> _TASK DESCRIPTION_
Count the lines in the material below that contain the string "plank", with uppercase and lowercase treated as different. Reply with the number alone.

> _INFORMATION GIVEN_
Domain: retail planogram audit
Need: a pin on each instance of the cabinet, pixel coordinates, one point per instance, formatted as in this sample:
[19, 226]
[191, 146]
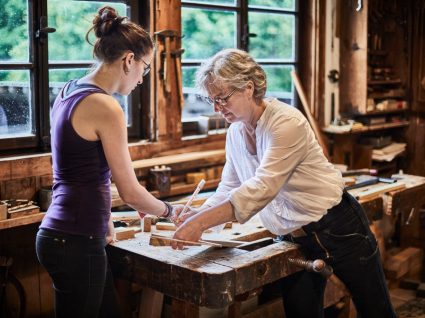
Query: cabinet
[374, 81]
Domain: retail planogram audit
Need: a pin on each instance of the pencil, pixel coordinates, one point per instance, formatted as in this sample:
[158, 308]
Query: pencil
[195, 193]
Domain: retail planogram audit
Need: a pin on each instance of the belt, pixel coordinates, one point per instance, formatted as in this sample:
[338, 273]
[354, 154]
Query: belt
[298, 233]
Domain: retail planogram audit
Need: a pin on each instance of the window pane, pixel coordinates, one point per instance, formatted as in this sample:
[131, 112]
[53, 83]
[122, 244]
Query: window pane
[280, 4]
[72, 20]
[16, 114]
[221, 2]
[194, 105]
[200, 29]
[14, 31]
[275, 36]
[59, 77]
[279, 82]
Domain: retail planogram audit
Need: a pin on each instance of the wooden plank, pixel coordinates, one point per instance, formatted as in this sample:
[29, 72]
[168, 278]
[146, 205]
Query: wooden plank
[165, 226]
[123, 233]
[212, 155]
[375, 190]
[173, 272]
[30, 167]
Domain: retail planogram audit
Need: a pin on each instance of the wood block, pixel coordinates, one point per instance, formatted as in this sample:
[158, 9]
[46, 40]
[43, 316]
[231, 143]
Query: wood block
[210, 173]
[28, 210]
[164, 226]
[375, 190]
[401, 263]
[195, 177]
[123, 233]
[3, 211]
[147, 224]
[228, 225]
[156, 240]
[421, 291]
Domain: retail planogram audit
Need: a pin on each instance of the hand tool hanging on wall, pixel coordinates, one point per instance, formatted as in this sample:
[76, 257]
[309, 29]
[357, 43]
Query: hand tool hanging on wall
[318, 266]
[313, 122]
[166, 36]
[177, 62]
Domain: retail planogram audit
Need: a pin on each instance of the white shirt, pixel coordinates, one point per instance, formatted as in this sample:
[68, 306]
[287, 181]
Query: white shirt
[289, 181]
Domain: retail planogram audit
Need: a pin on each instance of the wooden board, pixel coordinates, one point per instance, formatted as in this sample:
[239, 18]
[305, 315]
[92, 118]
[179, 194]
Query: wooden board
[375, 190]
[28, 210]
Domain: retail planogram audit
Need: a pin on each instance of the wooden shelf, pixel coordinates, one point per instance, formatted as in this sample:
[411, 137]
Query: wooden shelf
[23, 220]
[386, 96]
[384, 82]
[383, 112]
[365, 129]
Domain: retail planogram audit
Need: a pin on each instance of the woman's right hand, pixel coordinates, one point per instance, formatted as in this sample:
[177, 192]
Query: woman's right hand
[179, 217]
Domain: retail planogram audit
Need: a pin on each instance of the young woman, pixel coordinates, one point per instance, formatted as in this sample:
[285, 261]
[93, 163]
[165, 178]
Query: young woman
[275, 167]
[89, 143]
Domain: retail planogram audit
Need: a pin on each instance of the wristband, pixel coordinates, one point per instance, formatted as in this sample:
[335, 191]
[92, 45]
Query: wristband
[168, 210]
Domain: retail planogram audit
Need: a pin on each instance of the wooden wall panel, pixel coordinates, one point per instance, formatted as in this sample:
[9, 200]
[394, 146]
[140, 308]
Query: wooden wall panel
[19, 243]
[353, 61]
[167, 17]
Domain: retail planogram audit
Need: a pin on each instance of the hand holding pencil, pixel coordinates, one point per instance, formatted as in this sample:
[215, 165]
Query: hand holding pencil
[181, 215]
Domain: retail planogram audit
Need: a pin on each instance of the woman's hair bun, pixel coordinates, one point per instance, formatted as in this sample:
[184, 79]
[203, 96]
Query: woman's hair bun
[106, 21]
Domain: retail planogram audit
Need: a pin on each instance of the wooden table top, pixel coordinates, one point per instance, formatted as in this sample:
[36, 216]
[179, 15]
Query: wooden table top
[202, 275]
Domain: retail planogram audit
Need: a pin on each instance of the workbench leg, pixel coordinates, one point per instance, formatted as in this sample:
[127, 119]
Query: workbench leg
[235, 310]
[151, 303]
[348, 310]
[182, 309]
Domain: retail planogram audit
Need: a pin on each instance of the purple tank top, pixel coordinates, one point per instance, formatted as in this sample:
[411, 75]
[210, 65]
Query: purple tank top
[81, 200]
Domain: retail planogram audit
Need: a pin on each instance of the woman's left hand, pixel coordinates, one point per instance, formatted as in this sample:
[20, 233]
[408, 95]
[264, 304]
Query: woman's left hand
[188, 231]
[110, 237]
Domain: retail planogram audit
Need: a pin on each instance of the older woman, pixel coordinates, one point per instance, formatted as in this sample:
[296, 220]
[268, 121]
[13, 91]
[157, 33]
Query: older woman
[275, 167]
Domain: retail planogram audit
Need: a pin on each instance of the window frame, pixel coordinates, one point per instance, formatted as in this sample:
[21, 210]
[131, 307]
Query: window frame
[242, 10]
[39, 67]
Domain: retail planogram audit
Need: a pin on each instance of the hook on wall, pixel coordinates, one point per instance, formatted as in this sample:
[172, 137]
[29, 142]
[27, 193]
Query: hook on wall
[359, 5]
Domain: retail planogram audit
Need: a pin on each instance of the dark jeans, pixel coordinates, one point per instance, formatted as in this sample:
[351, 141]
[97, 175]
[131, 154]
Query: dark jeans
[343, 239]
[81, 277]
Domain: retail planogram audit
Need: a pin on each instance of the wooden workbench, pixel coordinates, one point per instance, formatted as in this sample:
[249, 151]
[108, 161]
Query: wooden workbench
[202, 275]
[207, 276]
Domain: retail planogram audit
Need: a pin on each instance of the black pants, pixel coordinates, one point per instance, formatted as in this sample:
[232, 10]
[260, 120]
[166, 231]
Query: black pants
[343, 239]
[81, 277]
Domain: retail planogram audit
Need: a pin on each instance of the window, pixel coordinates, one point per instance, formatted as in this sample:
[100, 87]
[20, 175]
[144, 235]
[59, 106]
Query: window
[265, 28]
[36, 62]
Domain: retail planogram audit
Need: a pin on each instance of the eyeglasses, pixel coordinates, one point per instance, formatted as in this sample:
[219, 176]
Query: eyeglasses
[145, 71]
[219, 101]
[147, 68]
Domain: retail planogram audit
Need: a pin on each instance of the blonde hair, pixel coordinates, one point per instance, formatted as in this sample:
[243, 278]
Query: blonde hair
[232, 68]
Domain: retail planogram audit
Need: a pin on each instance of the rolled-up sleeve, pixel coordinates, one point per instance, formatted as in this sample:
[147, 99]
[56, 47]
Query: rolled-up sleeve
[287, 147]
[229, 181]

> _OUTPUT OF THE TASK_
2